Objective:
Scale everything in the data from the very start down through the line containing "60), (190, 61)]", copying only those lines in full, with their wording unchanged. Multiply each coordinate in the answer by 2.55 and round to a whole number, with halves going up, and leave the pictures out.

Data excerpts:

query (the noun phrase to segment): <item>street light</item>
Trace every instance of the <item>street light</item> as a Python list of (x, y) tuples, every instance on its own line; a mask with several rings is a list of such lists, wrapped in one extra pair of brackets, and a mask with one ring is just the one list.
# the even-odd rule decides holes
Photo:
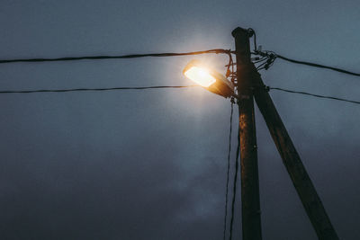
[(183, 74), (206, 90), (225, 98), (234, 96), (234, 85), (225, 76), (215, 70), (206, 67), (199, 60), (190, 61)]

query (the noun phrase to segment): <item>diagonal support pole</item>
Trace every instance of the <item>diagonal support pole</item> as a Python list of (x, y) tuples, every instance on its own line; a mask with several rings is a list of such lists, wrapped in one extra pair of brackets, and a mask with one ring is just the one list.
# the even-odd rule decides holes
[(249, 69), (254, 81), (254, 97), (276, 145), (283, 163), (302, 202), (320, 240), (338, 240), (338, 236), (322, 205), (318, 192), (300, 158), (295, 147), (255, 67)]

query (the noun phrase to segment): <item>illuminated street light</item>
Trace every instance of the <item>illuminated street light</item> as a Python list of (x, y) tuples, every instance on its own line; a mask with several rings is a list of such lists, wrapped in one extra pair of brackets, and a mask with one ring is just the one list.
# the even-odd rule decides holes
[(232, 83), (215, 70), (206, 67), (199, 60), (190, 61), (184, 68), (183, 74), (213, 93), (225, 98), (234, 96)]

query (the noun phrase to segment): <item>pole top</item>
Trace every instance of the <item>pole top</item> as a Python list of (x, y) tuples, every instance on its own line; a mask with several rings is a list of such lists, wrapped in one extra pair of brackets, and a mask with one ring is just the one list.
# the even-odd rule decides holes
[(244, 34), (244, 33), (246, 33), (246, 34), (248, 34), (248, 31), (247, 30), (247, 29), (243, 29), (243, 28), (240, 28), (240, 27), (237, 27), (236, 29), (234, 29), (232, 31), (231, 31), (231, 35), (232, 35), (232, 37), (236, 37), (236, 36), (238, 36), (238, 35), (239, 35), (239, 34)]

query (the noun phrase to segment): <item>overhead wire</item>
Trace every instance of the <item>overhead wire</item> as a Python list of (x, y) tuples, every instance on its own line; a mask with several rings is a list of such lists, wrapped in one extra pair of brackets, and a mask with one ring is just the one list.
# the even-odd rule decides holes
[(280, 87), (268, 86), (267, 89), (268, 90), (278, 90), (278, 91), (283, 91), (283, 92), (291, 93), (298, 93), (298, 94), (309, 95), (309, 96), (313, 96), (313, 97), (318, 97), (318, 98), (332, 99), (332, 100), (337, 100), (337, 101), (342, 101), (342, 102), (360, 104), (359, 101), (353, 101), (353, 100), (348, 100), (348, 99), (345, 99), (345, 98), (327, 96), (327, 95), (320, 95), (320, 94), (315, 94), (315, 93), (306, 93), (306, 92), (302, 92), (302, 91), (289, 90), (289, 89), (284, 89), (284, 88), (280, 88)]
[(166, 53), (148, 53), (148, 54), (129, 54), (129, 55), (117, 55), (117, 56), (82, 56), (82, 57), (66, 57), (66, 58), (14, 58), (14, 59), (0, 59), (0, 64), (5, 63), (18, 63), (18, 62), (55, 62), (55, 61), (78, 61), (78, 60), (99, 60), (99, 59), (121, 59), (121, 58), (147, 58), (147, 57), (178, 57), (178, 56), (188, 56), (188, 55), (200, 55), (208, 53), (223, 53), (230, 54), (230, 50), (215, 49), (204, 51), (192, 51), (192, 52), (166, 52)]
[(230, 169), (230, 154), (231, 154), (231, 132), (232, 132), (232, 115), (234, 111), (234, 102), (231, 100), (231, 111), (230, 111), (230, 129), (229, 134), (229, 151), (228, 151), (228, 169), (226, 174), (226, 192), (225, 192), (225, 215), (224, 215), (224, 230), (223, 240), (226, 238), (226, 229), (228, 221), (228, 196), (229, 196), (229, 174)]
[[(300, 61), (300, 60), (296, 60), (296, 59), (292, 59), (292, 58), (289, 58), (286, 57), (284, 57), (282, 55), (279, 55), (274, 51), (260, 51), (260, 50), (255, 50), (254, 52), (252, 52), (252, 54), (254, 55), (260, 55), (263, 57), (273, 57), (274, 58), (274, 61), (276, 58), (280, 58), (291, 63), (295, 63), (295, 64), (301, 64), (301, 65), (306, 65), (306, 66), (310, 66), (310, 67), (320, 67), (320, 68), (325, 68), (325, 69), (330, 69), (333, 71), (337, 71), (339, 73), (343, 73), (343, 74), (347, 74), (347, 75), (351, 75), (351, 76), (360, 76), (360, 73), (355, 73), (355, 72), (351, 72), (351, 71), (347, 71), (345, 70), (343, 68), (339, 68), (339, 67), (329, 67), (329, 66), (325, 66), (325, 65), (321, 65), (321, 64), (317, 64), (317, 63), (312, 63), (312, 62), (307, 62), (307, 61)], [(274, 62), (273, 61), (273, 62)], [(273, 63), (271, 63), (272, 65)], [(270, 66), (271, 66), (270, 65)], [(269, 66), (269, 67), (270, 67)]]
[(14, 90), (0, 91), (3, 93), (67, 93), (67, 92), (92, 92), (92, 91), (116, 91), (116, 90), (146, 90), (159, 88), (186, 88), (200, 86), (193, 85), (158, 85), (158, 86), (126, 86), (126, 87), (105, 87), (105, 88), (68, 88), (68, 89), (39, 89), (39, 90)]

Output:
query (the noun phrase to segment): <item>street light</item>
Trace every instance of the <item>street light</item> as a Python list of (x, y) tuples, every instance on its own line; a mask with several rings is a list of such lists, wrapped in one extra pair of brackets, and a mask with one ring is just the one list.
# the even-odd rule decides holes
Photo:
[(467, 189), (525, 230), (574, 250), (597, 245), (597, 217), (574, 194), (548, 179), (525, 171), (507, 153), (485, 156)]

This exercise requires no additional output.